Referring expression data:
★ ★ ★ ★
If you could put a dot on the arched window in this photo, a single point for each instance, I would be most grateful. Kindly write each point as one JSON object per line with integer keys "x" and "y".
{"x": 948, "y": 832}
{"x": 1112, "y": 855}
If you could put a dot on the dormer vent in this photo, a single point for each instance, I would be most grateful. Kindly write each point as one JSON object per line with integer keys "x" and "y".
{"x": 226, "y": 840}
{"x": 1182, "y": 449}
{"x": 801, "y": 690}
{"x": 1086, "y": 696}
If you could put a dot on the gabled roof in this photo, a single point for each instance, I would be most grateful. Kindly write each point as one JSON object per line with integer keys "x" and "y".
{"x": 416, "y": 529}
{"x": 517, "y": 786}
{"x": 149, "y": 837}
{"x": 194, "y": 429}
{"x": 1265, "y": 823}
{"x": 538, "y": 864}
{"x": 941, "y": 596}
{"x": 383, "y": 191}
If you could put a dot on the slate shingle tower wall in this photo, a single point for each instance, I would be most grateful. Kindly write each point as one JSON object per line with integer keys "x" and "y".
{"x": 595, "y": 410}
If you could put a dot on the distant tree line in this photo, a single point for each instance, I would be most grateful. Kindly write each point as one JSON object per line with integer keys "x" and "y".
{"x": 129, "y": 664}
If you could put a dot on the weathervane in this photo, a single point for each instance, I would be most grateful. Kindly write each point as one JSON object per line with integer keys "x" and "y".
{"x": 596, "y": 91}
★ ★ ★ ★
Prompt:
When you reach the end of the records, set them all down again exactly.

Problem solution:
If you could put a dot on the arched window in this photo, a single point for each instance, I would be most grateful. Kindly write each point as one JSON object per line with integer keys "x" and "y".
{"x": 948, "y": 832}
{"x": 1112, "y": 855}
If you could put a dot on the dormer vent in this photo, a single point for each instance, I would be most grateful. Kindly write each point as one JSON object per line with integer keys "x" and "y".
{"x": 226, "y": 840}
{"x": 1182, "y": 449}
{"x": 801, "y": 690}
{"x": 1086, "y": 696}
If you could put a dot on the gabled roof in this photo, a single point for each instance, I would be most grateful. Kindly write each point as one JSON object per line with integer keys "x" and "y".
{"x": 416, "y": 529}
{"x": 517, "y": 786}
{"x": 149, "y": 837}
{"x": 194, "y": 429}
{"x": 1265, "y": 823}
{"x": 538, "y": 864}
{"x": 941, "y": 596}
{"x": 383, "y": 191}
If you could put a dot on the slate shingle tower wall in this photo, a single point for each instance, I would be most grateful. Kindly write each point as one JSON object per line with integer keys "x" and "y".
{"x": 595, "y": 410}
If you could put a dot on the distant tree line in this photo, a single point for each instance, I would be most grateful. Kindly write each point as one JSON object per line with integer keys "x" and "y".
{"x": 129, "y": 664}
If you could put a dot on the weathervane in this photo, a single point for each instance, I would be most grateful. Kindly write each point as one JSON object per line with integer keys "x" and "y".
{"x": 596, "y": 91}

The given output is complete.